What the task requires:
Add 139 to every coordinate in the answers, and write out again the stretch of lines from the one containing "Give the segmentation of every instance of the purple" through the one containing "[[71,186],[71,198],[82,205],[86,205],[86,191],[75,184]]", requests included. Leave the numbers in the requests and their format samples unchanged.
== The data ==
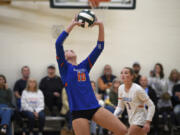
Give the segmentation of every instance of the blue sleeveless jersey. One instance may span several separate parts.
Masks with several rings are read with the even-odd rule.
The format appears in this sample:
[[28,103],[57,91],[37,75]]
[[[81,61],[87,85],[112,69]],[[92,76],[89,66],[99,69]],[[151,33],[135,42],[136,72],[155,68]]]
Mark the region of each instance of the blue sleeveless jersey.
[[79,65],[72,65],[65,59],[63,42],[68,36],[63,31],[56,41],[57,63],[68,95],[70,111],[89,110],[100,107],[95,97],[89,72],[104,49],[104,42],[98,41],[91,54]]

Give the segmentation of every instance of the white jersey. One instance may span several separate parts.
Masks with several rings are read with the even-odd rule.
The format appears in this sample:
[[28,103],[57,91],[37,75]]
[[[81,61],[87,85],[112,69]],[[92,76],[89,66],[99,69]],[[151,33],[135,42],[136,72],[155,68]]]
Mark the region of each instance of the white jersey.
[[[145,104],[148,110],[145,109]],[[138,84],[133,83],[129,92],[125,91],[125,85],[121,85],[118,90],[118,106],[114,115],[118,116],[126,107],[130,125],[143,126],[146,122],[152,121],[155,106],[150,100],[145,90]]]

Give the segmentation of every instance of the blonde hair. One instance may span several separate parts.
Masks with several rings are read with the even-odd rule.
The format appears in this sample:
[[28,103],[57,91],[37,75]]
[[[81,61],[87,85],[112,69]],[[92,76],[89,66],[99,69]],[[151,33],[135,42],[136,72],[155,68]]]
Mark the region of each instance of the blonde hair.
[[27,91],[30,90],[29,83],[30,83],[31,81],[35,83],[34,91],[37,92],[37,90],[38,90],[37,81],[36,81],[35,79],[32,79],[32,78],[28,79],[28,81],[27,81],[27,86],[26,86],[26,90],[27,90]]

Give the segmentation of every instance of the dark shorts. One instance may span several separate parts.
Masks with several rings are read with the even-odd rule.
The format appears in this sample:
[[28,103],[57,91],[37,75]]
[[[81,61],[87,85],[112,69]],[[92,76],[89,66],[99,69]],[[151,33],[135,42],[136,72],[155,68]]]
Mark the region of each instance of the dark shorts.
[[95,109],[90,109],[90,110],[80,110],[80,111],[72,111],[72,121],[78,118],[84,118],[88,120],[92,120],[92,117],[94,114],[98,111],[100,107],[95,108]]

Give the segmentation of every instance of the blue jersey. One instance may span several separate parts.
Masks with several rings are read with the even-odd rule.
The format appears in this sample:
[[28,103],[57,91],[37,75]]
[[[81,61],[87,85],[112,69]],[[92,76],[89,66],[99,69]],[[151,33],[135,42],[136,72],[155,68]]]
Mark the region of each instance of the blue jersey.
[[72,65],[65,59],[63,42],[68,36],[63,31],[56,41],[57,62],[65,85],[70,111],[89,110],[100,107],[93,92],[89,72],[104,49],[104,42],[98,41],[91,54],[79,65]]

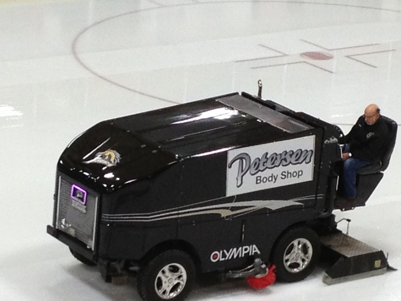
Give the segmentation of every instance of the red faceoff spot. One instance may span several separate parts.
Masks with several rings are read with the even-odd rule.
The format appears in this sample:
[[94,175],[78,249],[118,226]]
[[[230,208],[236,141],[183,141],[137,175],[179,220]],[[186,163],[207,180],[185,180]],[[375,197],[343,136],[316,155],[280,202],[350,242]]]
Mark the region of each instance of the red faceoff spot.
[[333,58],[333,56],[328,53],[324,52],[317,52],[311,51],[310,52],[304,52],[301,54],[301,56],[311,60],[318,60],[324,61],[325,60],[331,60]]

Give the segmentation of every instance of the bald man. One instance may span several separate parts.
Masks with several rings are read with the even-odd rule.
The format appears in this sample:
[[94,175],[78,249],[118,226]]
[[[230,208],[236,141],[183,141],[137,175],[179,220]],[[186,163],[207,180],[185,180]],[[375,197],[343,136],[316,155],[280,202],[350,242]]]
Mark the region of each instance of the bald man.
[[337,199],[336,208],[355,201],[356,197],[356,170],[380,160],[389,135],[388,128],[381,118],[377,105],[369,104],[350,132],[341,137],[343,148],[344,198]]

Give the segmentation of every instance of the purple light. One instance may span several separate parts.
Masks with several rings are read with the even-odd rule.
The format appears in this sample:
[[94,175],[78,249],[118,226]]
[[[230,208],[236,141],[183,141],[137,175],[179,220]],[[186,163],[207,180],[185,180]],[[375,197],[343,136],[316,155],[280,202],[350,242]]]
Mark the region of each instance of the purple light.
[[71,186],[71,198],[82,205],[86,205],[86,191],[75,184]]

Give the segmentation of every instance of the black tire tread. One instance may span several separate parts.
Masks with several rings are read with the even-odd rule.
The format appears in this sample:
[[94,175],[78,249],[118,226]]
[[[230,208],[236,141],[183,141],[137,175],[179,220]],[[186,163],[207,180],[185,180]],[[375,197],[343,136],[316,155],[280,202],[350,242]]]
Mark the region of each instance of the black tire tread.
[[[165,265],[166,264],[165,263],[169,261],[177,261],[177,259],[171,259],[170,258],[180,258],[184,261],[186,261],[184,263],[187,264],[188,266],[186,267],[187,280],[184,290],[176,297],[170,299],[171,301],[182,301],[189,292],[195,280],[195,269],[193,262],[188,254],[180,250],[169,250],[159,254],[147,264],[144,265],[139,269],[137,278],[137,290],[139,296],[144,301],[156,301],[156,299],[152,298],[151,296],[148,295],[146,286],[149,285],[149,282],[153,285],[154,281],[154,279],[152,279],[149,281],[148,278],[150,276],[150,274],[153,272],[153,269],[157,268],[158,265]],[[162,300],[160,298],[157,298],[157,299]]]
[[[308,239],[313,248],[312,258],[305,268],[297,273],[291,273],[285,269],[283,263],[284,252],[288,244],[297,238]],[[292,228],[279,239],[273,250],[272,261],[276,265],[277,279],[282,282],[293,282],[300,281],[309,276],[316,267],[320,253],[320,242],[316,233],[307,227]]]

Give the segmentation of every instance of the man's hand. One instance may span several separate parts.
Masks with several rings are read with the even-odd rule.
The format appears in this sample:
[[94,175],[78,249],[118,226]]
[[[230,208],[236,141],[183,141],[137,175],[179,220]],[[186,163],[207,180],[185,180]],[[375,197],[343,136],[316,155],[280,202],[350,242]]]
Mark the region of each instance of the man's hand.
[[342,161],[346,160],[347,159],[349,158],[349,153],[344,153],[342,154]]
===
Result of the task:
Give the segmentation of every instance of the purple light. One instance may span several separate parts.
Masks with several rings are read with the even-odd rule.
The format appears in this sample:
[[94,175],[78,249],[118,226]]
[[[230,208],[236,141],[183,141],[137,175],[179,220]],[[186,163],[207,180],[185,180]],[[375,197],[343,136],[316,155],[280,202],[350,242]]]
Mark the region of each instance of the purple light.
[[210,325],[210,337],[221,344],[225,344],[225,330],[214,323]]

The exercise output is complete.